[BRIEF]: Repeat the following lines exactly and nothing else: the line containing "Task: a point for each instance of the suit" and each line after it through the end of the listing.

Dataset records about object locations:
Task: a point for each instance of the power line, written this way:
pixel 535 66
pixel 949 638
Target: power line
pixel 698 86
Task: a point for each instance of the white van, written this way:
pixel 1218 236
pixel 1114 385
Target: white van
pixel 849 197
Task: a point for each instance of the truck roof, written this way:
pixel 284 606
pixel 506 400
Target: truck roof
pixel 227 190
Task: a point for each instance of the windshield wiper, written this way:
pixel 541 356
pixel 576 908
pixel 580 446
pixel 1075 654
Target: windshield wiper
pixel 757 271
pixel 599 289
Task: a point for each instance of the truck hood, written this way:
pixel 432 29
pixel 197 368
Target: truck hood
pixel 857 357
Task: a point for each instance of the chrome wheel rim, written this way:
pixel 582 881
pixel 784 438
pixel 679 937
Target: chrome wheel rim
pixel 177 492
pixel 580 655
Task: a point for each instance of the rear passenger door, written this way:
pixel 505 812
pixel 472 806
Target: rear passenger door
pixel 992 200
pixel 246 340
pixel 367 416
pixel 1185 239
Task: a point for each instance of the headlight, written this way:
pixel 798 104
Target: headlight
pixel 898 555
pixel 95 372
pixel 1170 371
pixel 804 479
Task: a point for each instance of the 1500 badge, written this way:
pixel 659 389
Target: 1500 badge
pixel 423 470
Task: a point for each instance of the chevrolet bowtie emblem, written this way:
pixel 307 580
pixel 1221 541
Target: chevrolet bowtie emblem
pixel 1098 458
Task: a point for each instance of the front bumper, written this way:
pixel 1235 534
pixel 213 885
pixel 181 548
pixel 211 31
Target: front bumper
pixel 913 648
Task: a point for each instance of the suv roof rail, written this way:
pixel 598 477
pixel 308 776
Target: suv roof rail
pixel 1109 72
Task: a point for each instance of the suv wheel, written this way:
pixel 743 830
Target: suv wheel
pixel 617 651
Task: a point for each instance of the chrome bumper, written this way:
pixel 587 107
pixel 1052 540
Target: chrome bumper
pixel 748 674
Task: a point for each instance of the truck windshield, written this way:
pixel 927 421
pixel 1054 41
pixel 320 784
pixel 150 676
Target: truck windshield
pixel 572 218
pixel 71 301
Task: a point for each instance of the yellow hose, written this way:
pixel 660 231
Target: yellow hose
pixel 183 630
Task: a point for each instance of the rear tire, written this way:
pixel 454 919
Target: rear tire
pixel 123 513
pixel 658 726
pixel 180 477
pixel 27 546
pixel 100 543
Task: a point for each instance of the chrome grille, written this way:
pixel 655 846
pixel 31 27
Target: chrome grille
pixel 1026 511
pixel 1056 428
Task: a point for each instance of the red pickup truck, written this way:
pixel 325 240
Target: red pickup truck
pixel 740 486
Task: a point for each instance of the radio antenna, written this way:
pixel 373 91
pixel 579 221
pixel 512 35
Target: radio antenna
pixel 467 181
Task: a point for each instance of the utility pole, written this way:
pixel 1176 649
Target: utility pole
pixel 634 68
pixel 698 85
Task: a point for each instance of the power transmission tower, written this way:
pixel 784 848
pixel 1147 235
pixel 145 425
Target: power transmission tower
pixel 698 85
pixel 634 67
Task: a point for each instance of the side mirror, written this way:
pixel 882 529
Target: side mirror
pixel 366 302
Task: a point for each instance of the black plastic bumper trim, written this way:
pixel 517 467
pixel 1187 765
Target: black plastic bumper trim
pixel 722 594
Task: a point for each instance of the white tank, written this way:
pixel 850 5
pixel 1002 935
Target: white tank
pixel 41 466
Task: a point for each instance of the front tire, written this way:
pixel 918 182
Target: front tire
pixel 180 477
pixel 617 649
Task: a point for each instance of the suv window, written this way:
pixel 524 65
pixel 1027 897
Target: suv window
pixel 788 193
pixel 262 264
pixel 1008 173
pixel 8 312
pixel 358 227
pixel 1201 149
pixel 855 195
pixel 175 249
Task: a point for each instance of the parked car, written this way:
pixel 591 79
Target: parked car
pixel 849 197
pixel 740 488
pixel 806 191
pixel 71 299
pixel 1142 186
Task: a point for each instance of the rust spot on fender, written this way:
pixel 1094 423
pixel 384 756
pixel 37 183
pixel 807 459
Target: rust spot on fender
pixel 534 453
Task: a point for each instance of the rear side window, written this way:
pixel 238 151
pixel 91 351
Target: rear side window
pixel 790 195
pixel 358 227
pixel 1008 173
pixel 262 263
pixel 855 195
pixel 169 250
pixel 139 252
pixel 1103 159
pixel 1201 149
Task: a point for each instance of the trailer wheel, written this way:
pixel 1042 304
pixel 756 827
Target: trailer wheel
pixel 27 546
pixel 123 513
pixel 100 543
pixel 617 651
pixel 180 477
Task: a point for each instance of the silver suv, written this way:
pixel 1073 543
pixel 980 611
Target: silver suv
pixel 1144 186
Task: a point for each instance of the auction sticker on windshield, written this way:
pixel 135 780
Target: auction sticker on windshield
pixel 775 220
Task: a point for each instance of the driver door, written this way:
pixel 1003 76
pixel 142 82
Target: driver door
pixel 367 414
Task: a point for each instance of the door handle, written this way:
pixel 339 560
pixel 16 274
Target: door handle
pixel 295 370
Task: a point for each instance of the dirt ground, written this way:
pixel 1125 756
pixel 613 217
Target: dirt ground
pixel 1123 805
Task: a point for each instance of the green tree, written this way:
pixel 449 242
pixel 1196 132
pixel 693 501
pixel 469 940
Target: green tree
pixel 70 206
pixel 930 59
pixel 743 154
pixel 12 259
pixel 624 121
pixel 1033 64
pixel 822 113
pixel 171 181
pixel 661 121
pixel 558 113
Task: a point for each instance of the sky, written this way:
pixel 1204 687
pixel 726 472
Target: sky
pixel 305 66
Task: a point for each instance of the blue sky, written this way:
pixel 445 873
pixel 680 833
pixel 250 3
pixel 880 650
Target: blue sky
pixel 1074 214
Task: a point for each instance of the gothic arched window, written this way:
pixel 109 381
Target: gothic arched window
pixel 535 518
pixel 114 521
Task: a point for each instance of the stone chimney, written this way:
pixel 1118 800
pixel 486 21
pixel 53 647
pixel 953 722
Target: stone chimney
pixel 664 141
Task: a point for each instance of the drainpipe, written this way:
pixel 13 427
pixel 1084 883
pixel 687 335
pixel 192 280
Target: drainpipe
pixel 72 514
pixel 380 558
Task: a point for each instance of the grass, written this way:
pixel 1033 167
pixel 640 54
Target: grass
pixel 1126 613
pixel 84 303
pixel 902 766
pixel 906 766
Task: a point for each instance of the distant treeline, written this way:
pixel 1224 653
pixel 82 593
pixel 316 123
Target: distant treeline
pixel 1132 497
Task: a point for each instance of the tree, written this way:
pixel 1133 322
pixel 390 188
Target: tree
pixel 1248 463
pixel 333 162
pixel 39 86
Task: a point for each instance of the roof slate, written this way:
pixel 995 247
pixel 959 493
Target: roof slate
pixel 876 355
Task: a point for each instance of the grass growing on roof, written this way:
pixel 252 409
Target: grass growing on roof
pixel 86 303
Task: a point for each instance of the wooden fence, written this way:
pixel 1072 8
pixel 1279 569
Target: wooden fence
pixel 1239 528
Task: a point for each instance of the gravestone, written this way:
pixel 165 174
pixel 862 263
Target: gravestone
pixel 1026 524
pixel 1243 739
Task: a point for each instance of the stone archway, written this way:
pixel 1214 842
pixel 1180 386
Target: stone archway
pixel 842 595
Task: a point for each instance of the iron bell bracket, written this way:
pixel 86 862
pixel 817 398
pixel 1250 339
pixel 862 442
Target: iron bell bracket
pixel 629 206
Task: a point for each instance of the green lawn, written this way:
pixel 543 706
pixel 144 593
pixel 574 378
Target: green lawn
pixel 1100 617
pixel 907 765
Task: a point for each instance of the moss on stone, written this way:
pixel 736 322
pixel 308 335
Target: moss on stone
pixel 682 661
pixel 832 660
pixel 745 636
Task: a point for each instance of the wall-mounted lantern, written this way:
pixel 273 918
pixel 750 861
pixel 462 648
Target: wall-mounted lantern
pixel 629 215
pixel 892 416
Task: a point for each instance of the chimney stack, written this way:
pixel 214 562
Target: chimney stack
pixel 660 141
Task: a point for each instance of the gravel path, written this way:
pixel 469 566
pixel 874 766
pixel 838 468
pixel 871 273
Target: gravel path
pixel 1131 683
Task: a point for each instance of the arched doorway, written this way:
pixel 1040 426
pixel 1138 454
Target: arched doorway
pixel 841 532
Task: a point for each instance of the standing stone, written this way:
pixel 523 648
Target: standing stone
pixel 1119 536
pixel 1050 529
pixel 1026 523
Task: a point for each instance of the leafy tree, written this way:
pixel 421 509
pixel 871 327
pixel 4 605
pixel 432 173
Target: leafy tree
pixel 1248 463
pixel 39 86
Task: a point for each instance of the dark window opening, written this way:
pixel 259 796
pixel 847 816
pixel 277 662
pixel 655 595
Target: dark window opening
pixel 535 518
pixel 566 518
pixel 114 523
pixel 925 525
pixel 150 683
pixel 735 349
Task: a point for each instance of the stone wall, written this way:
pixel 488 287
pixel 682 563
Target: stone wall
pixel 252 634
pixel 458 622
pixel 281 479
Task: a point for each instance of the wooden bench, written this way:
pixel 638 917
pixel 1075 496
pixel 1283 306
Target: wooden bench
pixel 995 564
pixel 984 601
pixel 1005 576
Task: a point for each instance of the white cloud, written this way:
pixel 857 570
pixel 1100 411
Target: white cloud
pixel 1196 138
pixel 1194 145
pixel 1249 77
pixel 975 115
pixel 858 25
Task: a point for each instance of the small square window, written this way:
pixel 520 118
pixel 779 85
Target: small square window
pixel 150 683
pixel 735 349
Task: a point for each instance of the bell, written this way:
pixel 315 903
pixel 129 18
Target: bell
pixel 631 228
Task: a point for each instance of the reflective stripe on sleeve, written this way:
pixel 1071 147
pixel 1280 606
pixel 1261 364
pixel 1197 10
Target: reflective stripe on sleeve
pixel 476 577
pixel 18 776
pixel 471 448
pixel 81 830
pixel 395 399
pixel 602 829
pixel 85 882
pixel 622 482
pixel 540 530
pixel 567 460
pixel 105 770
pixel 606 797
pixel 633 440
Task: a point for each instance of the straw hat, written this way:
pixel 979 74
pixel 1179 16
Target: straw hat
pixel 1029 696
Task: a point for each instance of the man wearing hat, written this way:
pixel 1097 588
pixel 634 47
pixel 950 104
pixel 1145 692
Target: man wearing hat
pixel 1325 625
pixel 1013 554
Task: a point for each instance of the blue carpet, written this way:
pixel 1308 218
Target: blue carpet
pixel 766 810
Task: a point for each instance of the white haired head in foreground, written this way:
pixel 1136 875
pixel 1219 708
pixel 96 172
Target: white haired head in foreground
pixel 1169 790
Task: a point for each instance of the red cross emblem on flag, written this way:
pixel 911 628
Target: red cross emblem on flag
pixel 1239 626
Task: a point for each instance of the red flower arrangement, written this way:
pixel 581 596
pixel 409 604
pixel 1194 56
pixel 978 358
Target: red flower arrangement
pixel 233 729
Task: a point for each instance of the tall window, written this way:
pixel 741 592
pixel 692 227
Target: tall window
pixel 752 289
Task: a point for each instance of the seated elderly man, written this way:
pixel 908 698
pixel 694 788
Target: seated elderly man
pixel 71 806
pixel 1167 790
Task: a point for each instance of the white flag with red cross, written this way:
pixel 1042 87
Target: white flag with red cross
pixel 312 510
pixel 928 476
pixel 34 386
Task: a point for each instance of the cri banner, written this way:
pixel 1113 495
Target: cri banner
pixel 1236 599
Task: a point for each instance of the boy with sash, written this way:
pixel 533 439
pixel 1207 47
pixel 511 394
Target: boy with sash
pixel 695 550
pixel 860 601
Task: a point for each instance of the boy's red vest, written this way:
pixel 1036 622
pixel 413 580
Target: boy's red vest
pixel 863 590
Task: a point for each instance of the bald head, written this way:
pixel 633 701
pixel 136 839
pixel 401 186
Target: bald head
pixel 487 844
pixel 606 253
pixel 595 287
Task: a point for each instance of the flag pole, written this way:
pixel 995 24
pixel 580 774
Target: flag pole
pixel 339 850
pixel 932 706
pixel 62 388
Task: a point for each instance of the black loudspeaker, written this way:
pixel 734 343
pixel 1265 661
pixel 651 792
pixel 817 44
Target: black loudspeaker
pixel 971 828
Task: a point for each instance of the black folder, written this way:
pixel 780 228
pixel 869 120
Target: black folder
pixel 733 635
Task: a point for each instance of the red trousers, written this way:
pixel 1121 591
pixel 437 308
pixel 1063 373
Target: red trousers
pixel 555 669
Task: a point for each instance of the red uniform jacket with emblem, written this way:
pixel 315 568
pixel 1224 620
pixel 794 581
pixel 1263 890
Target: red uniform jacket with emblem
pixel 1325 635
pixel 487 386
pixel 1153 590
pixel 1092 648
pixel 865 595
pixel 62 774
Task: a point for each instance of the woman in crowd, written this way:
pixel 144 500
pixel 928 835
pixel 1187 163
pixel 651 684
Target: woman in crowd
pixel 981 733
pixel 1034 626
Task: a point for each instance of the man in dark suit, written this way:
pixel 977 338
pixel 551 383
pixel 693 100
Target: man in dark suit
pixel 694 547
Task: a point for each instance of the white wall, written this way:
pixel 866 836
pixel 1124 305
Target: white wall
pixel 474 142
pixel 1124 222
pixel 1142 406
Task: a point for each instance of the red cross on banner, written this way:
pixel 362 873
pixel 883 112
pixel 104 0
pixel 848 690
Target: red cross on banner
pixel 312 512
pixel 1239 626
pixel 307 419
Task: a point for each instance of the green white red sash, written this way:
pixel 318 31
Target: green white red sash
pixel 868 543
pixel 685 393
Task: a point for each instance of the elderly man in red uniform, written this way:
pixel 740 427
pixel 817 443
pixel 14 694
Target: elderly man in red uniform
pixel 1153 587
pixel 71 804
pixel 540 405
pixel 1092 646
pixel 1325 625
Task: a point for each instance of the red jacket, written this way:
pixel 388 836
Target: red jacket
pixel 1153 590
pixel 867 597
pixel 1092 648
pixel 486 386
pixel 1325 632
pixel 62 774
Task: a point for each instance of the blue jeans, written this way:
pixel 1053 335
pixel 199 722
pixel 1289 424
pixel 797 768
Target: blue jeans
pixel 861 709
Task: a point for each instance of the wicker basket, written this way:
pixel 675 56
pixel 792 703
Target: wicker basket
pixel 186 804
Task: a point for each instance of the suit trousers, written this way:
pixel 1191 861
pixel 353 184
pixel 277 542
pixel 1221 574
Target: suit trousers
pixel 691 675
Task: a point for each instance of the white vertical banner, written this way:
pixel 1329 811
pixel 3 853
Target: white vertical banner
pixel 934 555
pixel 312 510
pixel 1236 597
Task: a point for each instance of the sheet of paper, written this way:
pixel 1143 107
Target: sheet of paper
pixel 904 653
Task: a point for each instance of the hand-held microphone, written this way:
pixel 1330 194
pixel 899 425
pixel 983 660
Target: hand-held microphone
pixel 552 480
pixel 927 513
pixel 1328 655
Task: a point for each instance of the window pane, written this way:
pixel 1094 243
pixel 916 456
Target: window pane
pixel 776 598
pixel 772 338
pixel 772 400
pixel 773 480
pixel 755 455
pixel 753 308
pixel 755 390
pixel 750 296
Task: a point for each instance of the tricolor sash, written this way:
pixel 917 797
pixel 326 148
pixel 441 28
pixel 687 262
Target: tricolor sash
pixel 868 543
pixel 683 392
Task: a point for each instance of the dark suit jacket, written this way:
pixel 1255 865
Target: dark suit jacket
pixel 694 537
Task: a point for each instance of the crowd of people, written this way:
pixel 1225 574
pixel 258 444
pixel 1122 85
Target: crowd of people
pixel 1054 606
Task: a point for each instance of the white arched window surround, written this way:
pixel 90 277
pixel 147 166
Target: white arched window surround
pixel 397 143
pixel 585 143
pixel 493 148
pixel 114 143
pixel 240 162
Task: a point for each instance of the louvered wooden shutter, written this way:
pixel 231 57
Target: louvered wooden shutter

[SOLUTION FOR THIS PROBLEM]:
Task: a point for each instance of the suit trousers, written this way:
pixel 1191 861
pixel 353 184
pixel 277 542
pixel 1221 574
Target: suit trousers
pixel 691 675
Task: a point for each instance of the white vertical banner, written this way:
pixel 1329 811
pixel 3 853
Target: white vertical banner
pixel 934 555
pixel 312 510
pixel 1236 597
Task: a point for each instance of the sheet of paper, written this way:
pixel 1143 107
Target: sheet of paper
pixel 904 653
Task: a point for each instance of the hand-held microphone, written this way:
pixel 1330 194
pixel 899 425
pixel 983 660
Target: hand-held microphone
pixel 552 480
pixel 927 513
pixel 1328 655
Task: a point for each instance of the window pane, written this way:
pixel 1094 243
pixel 916 456
Target: window pane
pixel 776 598
pixel 772 338
pixel 772 400
pixel 773 480
pixel 755 455
pixel 753 308
pixel 755 390
pixel 750 296
Task: a point for each instance of the tricolor sash, written this way:
pixel 917 797
pixel 326 148
pixel 441 28
pixel 687 262
Target: tricolor sash
pixel 868 543
pixel 683 392
Task: a point for each instance of the dark suit jacket, written this way:
pixel 1255 865
Target: dark suit jacket
pixel 694 537
Task: a point for each instance of the crowd of people, written this way:
pixel 1225 574
pixel 258 444
pixel 1122 85
Target: crowd of people
pixel 1054 606
Task: a point for each instance of the white arched window surround, written this way:
pixel 90 277
pixel 147 166
Target: white arched window surround
pixel 397 143
pixel 585 143
pixel 493 148
pixel 114 143
pixel 240 162
Task: a point for each instance of the louvered wooden shutter, written this way:
pixel 231 57
Target: louvered wooden shutter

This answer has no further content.